Work required
Please go line by line through the material and copy each one containing the word "column".
^^^^
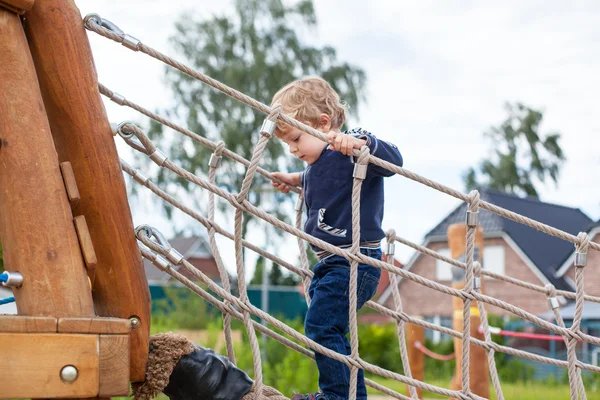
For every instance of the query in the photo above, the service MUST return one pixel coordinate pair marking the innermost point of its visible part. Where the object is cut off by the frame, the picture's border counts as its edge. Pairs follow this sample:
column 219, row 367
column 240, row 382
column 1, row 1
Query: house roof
^^^^
Task answer
column 219, row 367
column 240, row 382
column 1, row 1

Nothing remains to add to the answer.